> Aim of the task: Every line below that contains "tree" is to be copied.

Materials provided START

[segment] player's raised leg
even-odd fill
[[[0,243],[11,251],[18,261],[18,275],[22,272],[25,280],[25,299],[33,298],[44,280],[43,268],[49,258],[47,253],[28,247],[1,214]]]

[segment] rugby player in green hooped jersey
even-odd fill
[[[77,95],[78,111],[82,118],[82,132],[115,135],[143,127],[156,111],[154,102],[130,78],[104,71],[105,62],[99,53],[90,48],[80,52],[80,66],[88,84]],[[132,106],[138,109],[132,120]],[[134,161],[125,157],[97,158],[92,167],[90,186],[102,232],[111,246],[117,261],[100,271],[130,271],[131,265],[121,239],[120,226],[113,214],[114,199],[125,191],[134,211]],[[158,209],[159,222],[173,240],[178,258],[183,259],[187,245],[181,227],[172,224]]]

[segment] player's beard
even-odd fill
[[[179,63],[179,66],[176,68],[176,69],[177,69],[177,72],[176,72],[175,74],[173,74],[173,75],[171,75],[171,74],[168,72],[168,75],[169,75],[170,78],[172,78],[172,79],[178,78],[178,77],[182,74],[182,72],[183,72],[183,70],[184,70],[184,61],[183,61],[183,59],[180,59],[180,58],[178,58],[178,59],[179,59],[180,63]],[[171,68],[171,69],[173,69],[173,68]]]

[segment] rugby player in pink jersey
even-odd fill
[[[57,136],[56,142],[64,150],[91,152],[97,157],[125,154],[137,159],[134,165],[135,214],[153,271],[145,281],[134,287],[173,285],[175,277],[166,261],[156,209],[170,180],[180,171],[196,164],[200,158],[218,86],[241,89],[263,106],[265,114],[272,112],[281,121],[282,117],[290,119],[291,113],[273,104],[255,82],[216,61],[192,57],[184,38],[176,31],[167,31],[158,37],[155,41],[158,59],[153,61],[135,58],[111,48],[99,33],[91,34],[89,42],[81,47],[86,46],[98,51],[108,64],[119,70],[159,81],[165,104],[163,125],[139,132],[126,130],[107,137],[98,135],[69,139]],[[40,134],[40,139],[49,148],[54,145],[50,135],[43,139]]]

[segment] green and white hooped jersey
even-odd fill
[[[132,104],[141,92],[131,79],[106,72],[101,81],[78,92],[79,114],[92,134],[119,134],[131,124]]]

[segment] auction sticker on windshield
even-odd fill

Materials provided END
Materials provided START

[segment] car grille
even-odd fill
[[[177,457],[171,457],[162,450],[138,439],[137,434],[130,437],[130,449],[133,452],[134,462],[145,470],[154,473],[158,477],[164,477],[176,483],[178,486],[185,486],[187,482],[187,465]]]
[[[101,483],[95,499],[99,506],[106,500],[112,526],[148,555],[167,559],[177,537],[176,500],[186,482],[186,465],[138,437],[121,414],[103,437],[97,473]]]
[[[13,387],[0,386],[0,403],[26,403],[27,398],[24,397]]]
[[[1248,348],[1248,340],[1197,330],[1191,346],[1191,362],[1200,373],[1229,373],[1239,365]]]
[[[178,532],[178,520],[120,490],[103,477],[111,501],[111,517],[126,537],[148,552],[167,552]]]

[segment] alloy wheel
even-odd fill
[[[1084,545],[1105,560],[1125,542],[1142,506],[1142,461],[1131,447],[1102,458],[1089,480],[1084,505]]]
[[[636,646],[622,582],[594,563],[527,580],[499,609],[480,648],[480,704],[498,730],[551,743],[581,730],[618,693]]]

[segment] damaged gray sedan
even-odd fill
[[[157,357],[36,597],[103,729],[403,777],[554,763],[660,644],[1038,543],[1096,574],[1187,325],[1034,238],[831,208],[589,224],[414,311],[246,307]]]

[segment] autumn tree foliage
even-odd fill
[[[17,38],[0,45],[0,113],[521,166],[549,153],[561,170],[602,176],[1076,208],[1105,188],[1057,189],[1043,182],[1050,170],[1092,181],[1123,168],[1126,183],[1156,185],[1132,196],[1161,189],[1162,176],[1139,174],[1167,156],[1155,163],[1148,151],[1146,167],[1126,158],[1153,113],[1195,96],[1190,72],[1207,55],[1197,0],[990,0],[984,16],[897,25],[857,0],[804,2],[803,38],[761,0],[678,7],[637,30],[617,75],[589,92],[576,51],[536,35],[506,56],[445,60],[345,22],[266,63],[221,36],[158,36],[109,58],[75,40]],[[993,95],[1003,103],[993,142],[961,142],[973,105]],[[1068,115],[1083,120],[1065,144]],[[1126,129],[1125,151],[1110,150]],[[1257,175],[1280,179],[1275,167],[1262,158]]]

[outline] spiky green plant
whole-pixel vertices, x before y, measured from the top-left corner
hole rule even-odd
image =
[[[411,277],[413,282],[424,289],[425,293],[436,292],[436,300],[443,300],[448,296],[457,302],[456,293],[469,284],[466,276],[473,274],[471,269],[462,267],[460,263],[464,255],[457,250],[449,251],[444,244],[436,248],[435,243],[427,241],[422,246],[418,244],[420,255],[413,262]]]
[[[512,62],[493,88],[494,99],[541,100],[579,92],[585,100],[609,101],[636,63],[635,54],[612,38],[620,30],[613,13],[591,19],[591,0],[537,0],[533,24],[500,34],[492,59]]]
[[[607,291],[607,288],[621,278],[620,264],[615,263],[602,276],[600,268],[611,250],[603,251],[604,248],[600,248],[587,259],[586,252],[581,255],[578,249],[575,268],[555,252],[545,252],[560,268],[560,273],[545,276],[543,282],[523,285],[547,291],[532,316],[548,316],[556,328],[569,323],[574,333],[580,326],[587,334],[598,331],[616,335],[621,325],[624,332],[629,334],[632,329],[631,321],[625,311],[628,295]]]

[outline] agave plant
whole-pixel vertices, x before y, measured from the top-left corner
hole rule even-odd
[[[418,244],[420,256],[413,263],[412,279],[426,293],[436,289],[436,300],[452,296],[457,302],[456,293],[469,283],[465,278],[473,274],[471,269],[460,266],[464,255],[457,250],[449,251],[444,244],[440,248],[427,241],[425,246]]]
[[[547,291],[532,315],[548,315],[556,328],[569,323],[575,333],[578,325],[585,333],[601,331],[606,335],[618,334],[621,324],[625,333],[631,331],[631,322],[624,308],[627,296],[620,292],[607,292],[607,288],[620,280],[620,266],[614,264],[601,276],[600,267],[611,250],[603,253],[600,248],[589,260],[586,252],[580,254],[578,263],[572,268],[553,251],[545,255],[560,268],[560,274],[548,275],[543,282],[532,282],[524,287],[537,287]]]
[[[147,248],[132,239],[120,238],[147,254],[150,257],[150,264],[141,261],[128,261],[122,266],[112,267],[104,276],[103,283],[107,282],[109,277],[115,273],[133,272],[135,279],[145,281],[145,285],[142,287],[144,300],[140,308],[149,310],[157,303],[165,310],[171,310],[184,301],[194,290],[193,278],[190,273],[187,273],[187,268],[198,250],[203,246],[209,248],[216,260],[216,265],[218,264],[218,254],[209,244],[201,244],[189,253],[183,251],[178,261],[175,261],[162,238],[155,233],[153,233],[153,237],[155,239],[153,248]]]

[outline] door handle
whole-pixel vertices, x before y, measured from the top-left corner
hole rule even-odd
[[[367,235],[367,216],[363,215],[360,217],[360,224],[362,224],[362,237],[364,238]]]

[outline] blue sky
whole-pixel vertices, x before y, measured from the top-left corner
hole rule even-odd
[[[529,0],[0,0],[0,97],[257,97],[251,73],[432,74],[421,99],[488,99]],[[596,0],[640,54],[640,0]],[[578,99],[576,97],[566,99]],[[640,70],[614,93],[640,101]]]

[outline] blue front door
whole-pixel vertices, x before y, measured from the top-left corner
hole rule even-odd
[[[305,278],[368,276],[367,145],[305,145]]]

Materials provided END
Materials provided START

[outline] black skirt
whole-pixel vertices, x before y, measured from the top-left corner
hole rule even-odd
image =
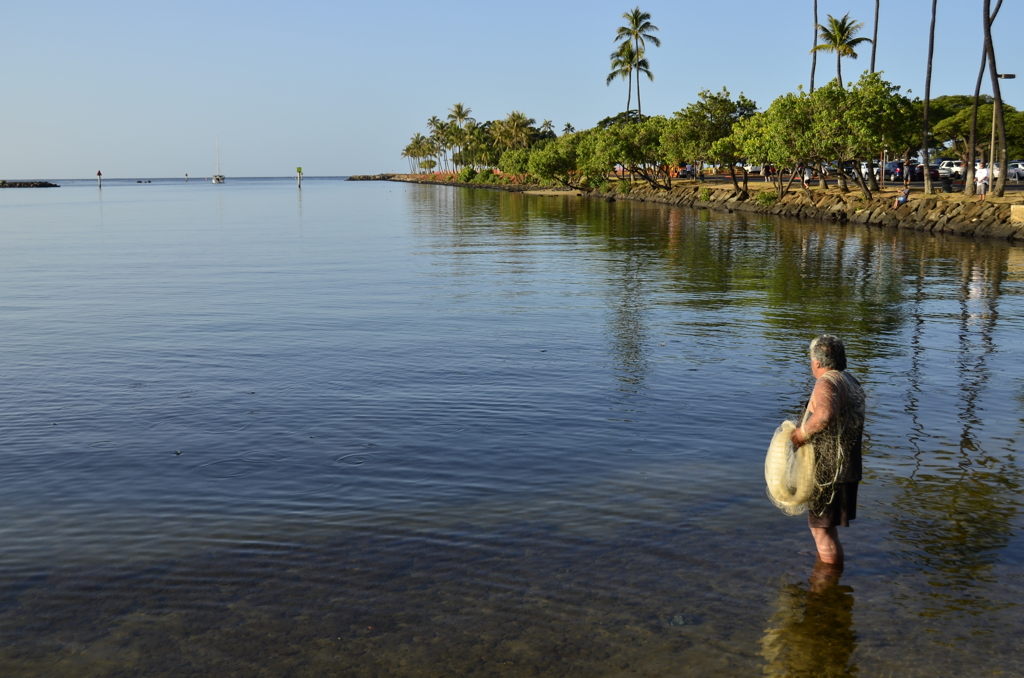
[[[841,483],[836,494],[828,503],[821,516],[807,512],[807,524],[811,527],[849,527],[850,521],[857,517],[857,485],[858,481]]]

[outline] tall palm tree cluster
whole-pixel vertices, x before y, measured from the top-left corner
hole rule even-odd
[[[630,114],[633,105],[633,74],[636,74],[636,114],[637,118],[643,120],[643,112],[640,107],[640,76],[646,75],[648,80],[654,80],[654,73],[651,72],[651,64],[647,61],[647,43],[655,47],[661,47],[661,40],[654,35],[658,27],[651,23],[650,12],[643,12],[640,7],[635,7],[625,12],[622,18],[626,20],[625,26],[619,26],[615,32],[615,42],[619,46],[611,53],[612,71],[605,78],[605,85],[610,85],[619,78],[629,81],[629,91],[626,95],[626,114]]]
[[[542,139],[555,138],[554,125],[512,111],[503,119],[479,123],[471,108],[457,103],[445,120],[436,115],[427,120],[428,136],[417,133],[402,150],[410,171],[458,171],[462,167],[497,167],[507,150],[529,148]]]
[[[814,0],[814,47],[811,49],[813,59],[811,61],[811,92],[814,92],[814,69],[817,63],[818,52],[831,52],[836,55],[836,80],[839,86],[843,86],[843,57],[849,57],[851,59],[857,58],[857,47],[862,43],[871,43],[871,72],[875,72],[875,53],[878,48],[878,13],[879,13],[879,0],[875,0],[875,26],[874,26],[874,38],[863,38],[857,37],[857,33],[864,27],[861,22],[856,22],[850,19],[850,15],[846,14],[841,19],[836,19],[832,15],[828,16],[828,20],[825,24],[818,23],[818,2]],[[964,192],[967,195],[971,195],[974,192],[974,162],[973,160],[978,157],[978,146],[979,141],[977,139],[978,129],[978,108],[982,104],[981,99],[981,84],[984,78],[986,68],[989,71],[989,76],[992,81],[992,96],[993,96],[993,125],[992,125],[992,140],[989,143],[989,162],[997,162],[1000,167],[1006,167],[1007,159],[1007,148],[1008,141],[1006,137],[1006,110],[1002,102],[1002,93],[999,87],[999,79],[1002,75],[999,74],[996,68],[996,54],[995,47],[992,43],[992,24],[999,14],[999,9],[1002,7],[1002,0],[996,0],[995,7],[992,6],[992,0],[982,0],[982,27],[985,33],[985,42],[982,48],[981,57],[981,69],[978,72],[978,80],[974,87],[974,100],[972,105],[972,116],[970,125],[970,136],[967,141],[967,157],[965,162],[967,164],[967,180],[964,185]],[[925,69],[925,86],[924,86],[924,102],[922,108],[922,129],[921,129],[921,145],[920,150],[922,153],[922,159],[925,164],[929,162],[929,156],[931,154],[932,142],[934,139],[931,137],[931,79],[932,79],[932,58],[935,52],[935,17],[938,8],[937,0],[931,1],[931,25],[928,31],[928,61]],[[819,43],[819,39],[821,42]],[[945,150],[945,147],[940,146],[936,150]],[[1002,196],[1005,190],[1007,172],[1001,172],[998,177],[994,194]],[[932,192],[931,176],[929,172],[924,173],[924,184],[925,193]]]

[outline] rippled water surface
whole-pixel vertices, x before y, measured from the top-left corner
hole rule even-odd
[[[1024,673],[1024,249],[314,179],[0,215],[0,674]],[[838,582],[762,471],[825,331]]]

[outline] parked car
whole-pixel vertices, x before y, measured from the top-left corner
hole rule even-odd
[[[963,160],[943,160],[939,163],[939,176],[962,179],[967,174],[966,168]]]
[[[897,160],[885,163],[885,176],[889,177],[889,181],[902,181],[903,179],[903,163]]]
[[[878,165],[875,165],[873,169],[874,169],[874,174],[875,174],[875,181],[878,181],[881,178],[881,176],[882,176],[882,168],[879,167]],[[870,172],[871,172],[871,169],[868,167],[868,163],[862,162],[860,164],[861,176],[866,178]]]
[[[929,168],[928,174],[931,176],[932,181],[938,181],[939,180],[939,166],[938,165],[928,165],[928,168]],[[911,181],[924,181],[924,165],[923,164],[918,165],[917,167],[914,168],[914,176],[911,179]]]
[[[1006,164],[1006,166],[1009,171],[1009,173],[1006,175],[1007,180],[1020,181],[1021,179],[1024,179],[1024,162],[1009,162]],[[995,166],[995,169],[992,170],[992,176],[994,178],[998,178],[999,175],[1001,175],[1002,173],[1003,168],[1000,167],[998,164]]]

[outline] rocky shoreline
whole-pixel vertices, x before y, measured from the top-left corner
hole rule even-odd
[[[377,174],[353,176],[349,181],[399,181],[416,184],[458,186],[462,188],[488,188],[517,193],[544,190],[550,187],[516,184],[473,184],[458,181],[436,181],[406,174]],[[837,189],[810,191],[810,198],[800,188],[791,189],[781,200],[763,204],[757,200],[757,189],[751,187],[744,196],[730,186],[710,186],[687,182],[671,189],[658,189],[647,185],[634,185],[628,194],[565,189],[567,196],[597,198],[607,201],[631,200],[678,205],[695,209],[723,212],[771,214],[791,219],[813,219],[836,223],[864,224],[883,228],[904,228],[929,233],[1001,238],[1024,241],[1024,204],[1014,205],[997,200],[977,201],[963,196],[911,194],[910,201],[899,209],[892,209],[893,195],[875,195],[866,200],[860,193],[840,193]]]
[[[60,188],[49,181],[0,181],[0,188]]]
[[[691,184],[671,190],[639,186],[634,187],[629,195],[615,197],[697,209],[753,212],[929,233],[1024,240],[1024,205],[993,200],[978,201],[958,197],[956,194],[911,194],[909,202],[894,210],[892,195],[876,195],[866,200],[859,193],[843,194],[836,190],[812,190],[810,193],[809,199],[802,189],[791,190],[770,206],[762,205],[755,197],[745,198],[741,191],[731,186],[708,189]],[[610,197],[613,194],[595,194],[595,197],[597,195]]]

Materials provided END

> Exercise output:
[segment] autumn tree foliage
[outline] tall palm tree cluster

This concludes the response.